AUSGANGSTEXT →

--------------------

Es sei hier wiedergegeben:
Da
es in der Roten Armee eine große Zahl vagabundierender Elemente gibt
und im ganzen Land, besonders in den südlichen Provinzen, große
Massen solcher Elemente umherziehen, ist in der Roten Armee die
politische Mentalität umherschweifender Rebellenhaufen entstanden.
Anmerkungen:
1. Die vorliegende Schrift ist ein Resolutionsentwurf, den Genosse Mao Tse-tung für den 9. Parteitag des 4. Korps der Roten Armee ausgearbeitet hat. Die Armee des chinesischen Volkes hat bei ihrem Aufbau einen schwierigen Weg zurückgelegt. Die chinesische Rote Armee (in der Periode des Widerstandskrieges gegen die japanische Aggression Achte Route-Armee und Neue Vierte Armee, heute Volksbefreiungsarmee genannt) wurde am 1. August 1927 während des Nantschang-Aufstandes gegründet. Im Dezember 1929 waren seither mehr als zwei Jahre vergangen. Während dieser zeit hatten die Parteiorganisationen der Roten Armee im Kampf gegen verschiedene falsche Ansichten vieles gelernt und ziemlich reiche Erfahrungen gesammelt. In der von Genossen Mao Tse-tung ausgearbeiteten Resolution sind diese Erfahrungen zusammengefaßt. Diese Resolution trug dazu bei, die Rote Armee völlig auf eine marxistisch-leninistische Grundlage zu stellen und den Einfluß aller Armeen alten Typs zu beseitigen. Die Resolution wurde nicht nur in dem 4. Korps, sondern nach und nach auch in den anderen Einheiten der Roten Armee in die Tat umgesetzt; dadurch verwandelte sich die gesamte chinesische Rote Armee in jeder Hinsicht in eine wahre Volksarmee. In mehr als 20 Jahren erfuhr sowohl die Parteiarbeit als auch die politische Arbeit in den Einheiten der bewaffneten Kräfte des chinesischen Volkes eine breite Entfaltung, wobei viel Neues geschaffen wurde, so daß diese Arbeit heute ein völlig neues Gepräge hat, aber die Grundlinie bleibt dieselbe, wie sie in dieser Resolution festgelegt wurde.

--------------------

DATENTEIL →

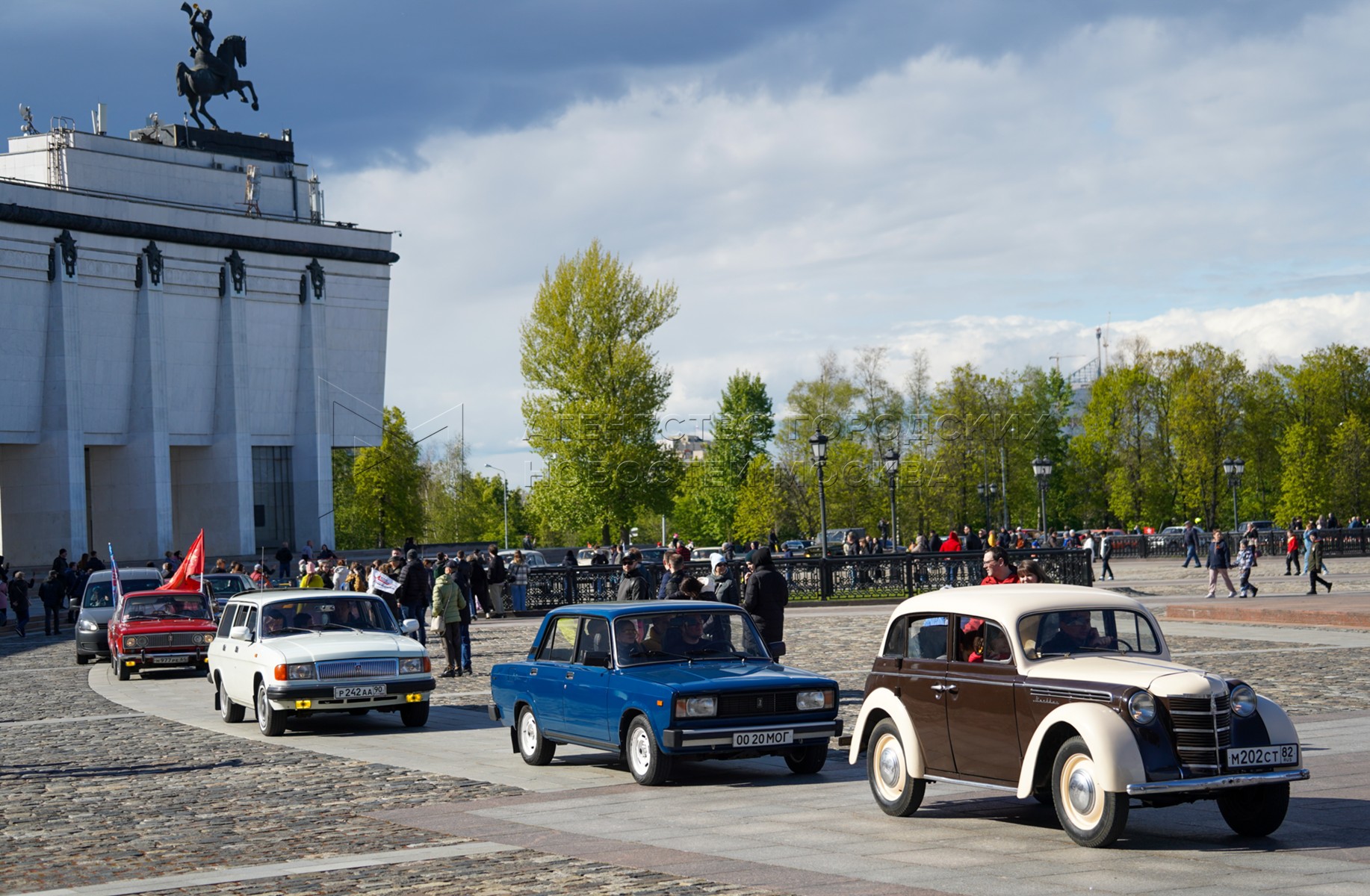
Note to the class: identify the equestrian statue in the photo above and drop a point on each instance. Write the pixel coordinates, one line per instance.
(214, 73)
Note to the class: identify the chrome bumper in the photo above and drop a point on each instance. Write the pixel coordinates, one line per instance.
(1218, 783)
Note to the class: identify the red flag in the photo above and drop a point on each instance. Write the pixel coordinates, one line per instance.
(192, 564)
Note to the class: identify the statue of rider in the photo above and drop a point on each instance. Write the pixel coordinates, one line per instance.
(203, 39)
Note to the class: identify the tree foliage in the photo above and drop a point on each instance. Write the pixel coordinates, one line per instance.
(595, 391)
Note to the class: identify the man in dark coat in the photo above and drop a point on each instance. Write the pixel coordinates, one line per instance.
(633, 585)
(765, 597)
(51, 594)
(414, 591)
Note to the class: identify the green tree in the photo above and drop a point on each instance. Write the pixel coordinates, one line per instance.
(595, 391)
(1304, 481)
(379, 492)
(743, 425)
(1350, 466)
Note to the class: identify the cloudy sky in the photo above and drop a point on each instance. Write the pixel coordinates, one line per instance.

--------------------

Schreibe aus dem Text über die Rote Armee den Abschnitt von „Es sei hier“ bis einschließlich „umherschweifender Rebellenhaufen entstanden.“ wortgetreu ab.

ERWARTETE ANTWORT →
Es sei hier wiedergegeben:
Da
es in der Roten Armee eine große Zahl vagabundierender Elemente gibt
und im ganzen Land, besonders in den südlichen Provinzen, große
Massen solcher Elemente umherziehen, ist in der Roten Armee die
politische Mentalität umherschweifender Rebellenhaufen entstanden.